◆ **Условие задачи**
Перескажите короче абзац текста о Золя и Достоевском, который начинается словами «Про Достоевского же мы знаем», и сохраните его главные утверждения.

Творчество Золя в этом случае гораздо ближе подходит к духу истинного личного монашества, чем поверхностное и сентиментальное сочинительство Достоевского в «Братьях Карамазовых».
Лично у меня нет никакого сомнения, что Достоевский в то время, когда взялся писать «Карамазовых», гораздо ближе начинал подходить по роду верований своих к церковно-право-славному христианству, чем Золя в то время, когда он писал свой роман.
Золя настолько уже прославился, что если бы он ходил на исповедь к патеру и причащался, то мы бы давно об этом узнали, как узнали, что материалист Поль-Бер скончался покаявшимся католиком.
Про Достоевского же мы знаем, что он говел и причащался; и хотя это ещё не вполне доказывает, что человек действительно (наедине с самим собою и Богом) чувствовал и думал о вере совершенно правильно, однако всё-таки и это имеет некоторый вес. Я хочу этим сказать, что художественное творчество может быть обманчиво.
Человек мог верить смолоду очень живо или иметь поздние временные возвраты к Церкви, временные колебания и теплые порывы к вере отцов. Он помнит прекрасно все эти чувства свои; учение в общих его чертах он знает, он дополнил чтением то, чего он не знал или о чём забыл.

[Записи набора данных]

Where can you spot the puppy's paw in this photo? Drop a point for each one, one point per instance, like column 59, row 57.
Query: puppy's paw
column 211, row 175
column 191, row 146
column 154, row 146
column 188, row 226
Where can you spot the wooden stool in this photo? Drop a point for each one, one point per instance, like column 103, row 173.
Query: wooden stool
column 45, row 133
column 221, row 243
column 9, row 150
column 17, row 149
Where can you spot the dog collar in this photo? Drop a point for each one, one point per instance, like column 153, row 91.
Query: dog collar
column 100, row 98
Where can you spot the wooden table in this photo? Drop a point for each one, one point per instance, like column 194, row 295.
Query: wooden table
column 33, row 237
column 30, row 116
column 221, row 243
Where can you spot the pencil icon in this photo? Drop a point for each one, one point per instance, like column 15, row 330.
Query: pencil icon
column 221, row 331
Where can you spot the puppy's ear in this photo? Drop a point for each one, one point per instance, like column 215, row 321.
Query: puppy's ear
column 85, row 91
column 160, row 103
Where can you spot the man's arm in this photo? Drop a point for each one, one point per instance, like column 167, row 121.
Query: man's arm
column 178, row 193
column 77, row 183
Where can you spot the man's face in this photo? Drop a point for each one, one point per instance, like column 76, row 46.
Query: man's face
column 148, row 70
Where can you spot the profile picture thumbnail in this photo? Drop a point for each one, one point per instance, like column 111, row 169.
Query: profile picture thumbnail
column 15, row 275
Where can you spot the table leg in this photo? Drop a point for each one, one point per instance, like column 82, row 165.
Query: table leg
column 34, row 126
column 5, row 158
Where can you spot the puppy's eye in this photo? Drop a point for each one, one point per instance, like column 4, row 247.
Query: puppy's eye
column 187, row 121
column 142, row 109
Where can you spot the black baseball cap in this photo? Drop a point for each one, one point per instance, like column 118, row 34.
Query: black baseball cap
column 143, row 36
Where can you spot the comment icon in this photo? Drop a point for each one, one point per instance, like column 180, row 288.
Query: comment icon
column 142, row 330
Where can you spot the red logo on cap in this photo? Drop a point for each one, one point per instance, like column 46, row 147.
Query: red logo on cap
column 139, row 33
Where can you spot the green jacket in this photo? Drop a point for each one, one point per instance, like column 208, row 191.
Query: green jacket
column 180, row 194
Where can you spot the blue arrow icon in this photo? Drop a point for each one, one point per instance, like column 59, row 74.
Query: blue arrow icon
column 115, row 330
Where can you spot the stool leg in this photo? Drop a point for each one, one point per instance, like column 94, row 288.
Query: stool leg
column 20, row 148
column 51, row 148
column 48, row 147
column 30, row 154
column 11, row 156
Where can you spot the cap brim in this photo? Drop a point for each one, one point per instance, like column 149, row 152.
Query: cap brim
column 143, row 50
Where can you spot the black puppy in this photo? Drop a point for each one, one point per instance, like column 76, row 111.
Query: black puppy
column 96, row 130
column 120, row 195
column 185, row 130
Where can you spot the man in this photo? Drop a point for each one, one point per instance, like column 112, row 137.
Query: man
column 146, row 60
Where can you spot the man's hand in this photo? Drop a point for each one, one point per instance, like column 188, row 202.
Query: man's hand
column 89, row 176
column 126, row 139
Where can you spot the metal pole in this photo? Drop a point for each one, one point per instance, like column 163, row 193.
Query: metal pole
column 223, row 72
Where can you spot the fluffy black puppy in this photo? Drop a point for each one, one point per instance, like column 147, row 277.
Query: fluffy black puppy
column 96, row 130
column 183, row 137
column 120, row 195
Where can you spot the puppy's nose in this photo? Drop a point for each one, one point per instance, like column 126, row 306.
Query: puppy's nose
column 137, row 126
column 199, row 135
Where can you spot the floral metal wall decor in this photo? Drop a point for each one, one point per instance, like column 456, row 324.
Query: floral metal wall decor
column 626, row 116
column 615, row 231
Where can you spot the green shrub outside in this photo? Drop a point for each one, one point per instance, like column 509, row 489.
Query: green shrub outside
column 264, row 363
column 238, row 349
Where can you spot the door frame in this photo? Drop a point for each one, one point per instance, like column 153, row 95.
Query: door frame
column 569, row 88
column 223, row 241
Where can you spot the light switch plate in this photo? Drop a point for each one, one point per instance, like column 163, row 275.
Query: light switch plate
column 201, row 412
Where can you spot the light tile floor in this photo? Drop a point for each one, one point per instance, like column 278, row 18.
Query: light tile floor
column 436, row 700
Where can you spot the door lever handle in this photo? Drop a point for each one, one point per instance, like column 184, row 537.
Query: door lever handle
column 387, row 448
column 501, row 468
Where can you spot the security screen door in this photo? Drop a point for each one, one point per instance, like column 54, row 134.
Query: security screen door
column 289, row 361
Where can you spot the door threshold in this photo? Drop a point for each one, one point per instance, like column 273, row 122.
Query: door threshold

◆ **Решение задачи**
Известно, что Достоевский говел и причащался. Это ещё не вполне доказывает, что наедине с собой и Богом он чувствовал и думал о вере совершенно правильно, но некоторый вес всё же имеет. Отсюда вывод: художественное творчество может быть обманчиво.